Problem details
Output, exactly and alone, the lines from the one containing "on the blue" through the last line of the material below, both ends included.

#### Recorded data

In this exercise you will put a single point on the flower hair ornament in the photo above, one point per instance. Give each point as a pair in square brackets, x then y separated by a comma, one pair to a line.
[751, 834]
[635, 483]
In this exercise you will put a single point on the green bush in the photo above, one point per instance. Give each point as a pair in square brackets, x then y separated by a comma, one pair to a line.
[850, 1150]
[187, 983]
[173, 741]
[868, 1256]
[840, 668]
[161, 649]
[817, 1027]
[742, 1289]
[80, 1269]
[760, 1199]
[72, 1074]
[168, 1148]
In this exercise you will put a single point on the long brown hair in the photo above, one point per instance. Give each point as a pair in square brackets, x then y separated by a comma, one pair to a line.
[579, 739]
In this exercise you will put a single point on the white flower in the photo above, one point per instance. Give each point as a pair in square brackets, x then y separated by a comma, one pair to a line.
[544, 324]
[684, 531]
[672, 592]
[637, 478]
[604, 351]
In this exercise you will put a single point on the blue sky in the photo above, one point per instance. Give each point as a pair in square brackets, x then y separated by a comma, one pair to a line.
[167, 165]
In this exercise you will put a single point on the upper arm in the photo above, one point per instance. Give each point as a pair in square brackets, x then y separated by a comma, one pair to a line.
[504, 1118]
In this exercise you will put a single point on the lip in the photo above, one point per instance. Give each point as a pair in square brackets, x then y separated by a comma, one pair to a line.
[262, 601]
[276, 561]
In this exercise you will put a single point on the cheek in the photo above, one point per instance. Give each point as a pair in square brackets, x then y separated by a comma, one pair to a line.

########

Output
In this exercise you will put a single point on the blue sky in the photo above, one point per instance. Give each point as a pair in square brackets, x then y separated by a comma, one pair to a line.
[167, 165]
In this exercise you will put a single point on the upper arm in the photo above, one point per instance. Give each point as a pair in square brackets, x then y separated by a comma, one pair to a line.
[504, 1118]
In this exercise you will put a single point on the lip in the photo above, one point per instance. Give each point as a pair in square brackets, x then y separated by a comma, one pair to a line.
[262, 601]
[276, 561]
In this exercise you will put a single point on the cheek in the photo above, one point per instance. Give each point as a pair in square brackets, x then y separated by a comma, one pair to a line.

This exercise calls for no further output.